=== PAGE TEXT ===

Last year I tried to start her in the kindergarten of the school where the older children are (the small one having closed), but it was big and noisy and she really didn't seem ready, so I left it till this year, since I'm working from home anyway. She spent her mornings last year quite happily playing elaborate imaginative games, drawing, playing with the rabbit and guinea-pigs, while I was at the computer.

The beginning of this school year found me back in the UK, my father having just died, so my husband was left with the job of taking her to the first day at school. He stayed with her for a couple of hours and then left her. She retreated behind the curtains for the rest of the morning, neither eating nor going to the loo, nor playing. He decided to wait.

Once I got back we decided that I should take her a couple of mornings per week and stay with her, to give her a chance to get used to it all and find her feet. So we've done that for about three weeks now, some days going quite well, other days with hiccups. I've been trying to stay unobtrusively in the background wherever possible, finding sewing jobs to do to stop me going crazy with the tedium! She has got one friend there, so she has been alright as long as she could sit beside this friend, hold hands with this friend at ring time and play with her in outside time. Any unfamiliar activity had her retreating back to the curtains or to me, but I was hoping that we're making progress.

===

● TASK 1
From the account of a child starting kindergarten, list the things the child did during her mornings last year while the parent was at the computer.
● TASK 2
Go on with the account of a child starting kindergarten from the point where it stops.

=== DATA FOR REVIEW ===

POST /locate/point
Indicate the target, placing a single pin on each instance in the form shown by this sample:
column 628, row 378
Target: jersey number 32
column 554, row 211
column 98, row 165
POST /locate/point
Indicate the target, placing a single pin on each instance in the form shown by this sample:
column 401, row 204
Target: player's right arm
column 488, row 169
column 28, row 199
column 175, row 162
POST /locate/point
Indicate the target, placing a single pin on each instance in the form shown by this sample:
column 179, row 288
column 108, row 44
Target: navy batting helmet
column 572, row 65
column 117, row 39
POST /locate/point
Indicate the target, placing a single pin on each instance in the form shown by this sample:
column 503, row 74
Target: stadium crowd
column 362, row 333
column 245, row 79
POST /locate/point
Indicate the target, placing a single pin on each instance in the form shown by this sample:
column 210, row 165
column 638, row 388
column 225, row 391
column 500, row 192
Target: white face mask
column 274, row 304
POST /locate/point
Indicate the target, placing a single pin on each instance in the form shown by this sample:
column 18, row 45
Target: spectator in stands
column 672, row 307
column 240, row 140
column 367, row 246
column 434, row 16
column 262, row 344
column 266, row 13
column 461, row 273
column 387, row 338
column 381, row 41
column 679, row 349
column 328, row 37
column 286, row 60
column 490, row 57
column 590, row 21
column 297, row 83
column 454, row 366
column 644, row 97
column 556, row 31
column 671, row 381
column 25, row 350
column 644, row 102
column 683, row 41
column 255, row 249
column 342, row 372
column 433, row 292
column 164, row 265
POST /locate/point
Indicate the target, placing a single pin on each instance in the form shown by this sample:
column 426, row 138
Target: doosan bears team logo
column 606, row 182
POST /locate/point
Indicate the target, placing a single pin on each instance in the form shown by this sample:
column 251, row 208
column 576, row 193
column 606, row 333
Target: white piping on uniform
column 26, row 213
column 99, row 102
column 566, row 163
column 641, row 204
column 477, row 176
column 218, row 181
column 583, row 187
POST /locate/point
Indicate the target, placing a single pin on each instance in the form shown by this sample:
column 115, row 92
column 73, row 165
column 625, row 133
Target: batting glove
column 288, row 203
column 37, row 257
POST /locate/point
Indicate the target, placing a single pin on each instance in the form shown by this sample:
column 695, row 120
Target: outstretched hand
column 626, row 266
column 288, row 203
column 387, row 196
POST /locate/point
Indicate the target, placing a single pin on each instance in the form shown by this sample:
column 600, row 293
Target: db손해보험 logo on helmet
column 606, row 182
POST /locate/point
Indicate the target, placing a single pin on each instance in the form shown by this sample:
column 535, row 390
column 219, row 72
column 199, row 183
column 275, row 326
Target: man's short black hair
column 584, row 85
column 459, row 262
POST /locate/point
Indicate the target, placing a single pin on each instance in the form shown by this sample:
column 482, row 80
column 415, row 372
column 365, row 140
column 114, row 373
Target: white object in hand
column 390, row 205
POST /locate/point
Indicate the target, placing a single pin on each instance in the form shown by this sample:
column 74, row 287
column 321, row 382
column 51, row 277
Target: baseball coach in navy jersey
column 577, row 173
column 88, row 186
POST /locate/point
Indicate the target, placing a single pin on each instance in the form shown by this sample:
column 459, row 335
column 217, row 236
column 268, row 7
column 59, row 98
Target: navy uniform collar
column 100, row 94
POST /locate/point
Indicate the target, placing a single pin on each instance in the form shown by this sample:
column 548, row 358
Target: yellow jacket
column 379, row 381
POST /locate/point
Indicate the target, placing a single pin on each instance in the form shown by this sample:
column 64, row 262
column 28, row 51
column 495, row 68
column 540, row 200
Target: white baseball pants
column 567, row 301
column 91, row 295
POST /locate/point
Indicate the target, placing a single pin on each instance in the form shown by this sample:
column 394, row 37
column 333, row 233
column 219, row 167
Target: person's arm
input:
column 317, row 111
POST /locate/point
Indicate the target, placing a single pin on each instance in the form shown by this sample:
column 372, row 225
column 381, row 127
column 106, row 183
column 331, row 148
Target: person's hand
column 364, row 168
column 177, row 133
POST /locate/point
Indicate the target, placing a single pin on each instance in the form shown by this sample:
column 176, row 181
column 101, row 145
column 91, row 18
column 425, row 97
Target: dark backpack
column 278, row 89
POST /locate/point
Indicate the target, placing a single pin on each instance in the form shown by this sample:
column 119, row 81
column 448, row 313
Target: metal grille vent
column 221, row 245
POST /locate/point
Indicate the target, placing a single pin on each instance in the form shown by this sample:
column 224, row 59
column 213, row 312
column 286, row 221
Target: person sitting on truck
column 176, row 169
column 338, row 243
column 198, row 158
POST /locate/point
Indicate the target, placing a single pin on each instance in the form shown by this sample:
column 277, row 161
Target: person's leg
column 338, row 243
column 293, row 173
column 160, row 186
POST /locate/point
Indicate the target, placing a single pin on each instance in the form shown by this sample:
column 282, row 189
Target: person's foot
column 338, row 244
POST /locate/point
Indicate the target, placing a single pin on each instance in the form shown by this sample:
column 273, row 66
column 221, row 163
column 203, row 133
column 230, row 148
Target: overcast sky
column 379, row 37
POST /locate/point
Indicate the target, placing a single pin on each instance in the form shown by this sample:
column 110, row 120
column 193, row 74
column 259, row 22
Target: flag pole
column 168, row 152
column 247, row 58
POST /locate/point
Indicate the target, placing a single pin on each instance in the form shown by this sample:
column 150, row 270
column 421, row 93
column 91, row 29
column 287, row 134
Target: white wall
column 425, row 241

===

● ANSWER 1
Playing elaborate imaginative games
Drawing
Playing with the rabbit and guinea-pigs

● ANSWER 2
She had a gastric flu bug at the beginning of last week though - not too bad but a fever for a couple of days, which sent her back into cling mode. We missed a day of school and I turned up with her the next day to be told that the teachers had decided that I shouldn't stay any more with her, that it was school policy that parents shouldn't stay and that if a child wasn't ready to leave its mother then it wasn't ready for school. I was first upset then furious. I insisted on staying with her that day, as we'd had no preparation for this next step - the kindergarten teacher said it was fine with her, that it was a decision made at the teachers' meeting and I should discuss it with the other teachers.

I've spent the rest of the week in an emotional turmoil trying to work out the right thing to do - for her. I protested to the teachers and I can write a letter to ask them to reconsider, but that doesn't help for next week. We've had a couple of conversations with Youngest herself to prepare her for going by herself, but this separation thing is still a huge issue for her and so far she is adamant that she isn't going to go without me. This child is by far the most stubborn (or strong-willed if you prefer!) of the three, but also extremely sensitive, so I worry about her being traumatised if we take her in kicking and screaming against her will.

One element in all this is that we are not 100% confident in the kindergarten itself. The previous one was small with 12 children and an experienced teacher. This one has 25 kids, a teacher and assistant, but less experienced. The older two are at this school though and any alternative would mean another half hour drive and complicated school run logistics, so we want to give it a chance.

My husband is deputed to have another talk with her. Right now the emotional washing machine inside me means I can't see straight on it, let alone be detached and convincing about why she should be brave and take a deep breath and go.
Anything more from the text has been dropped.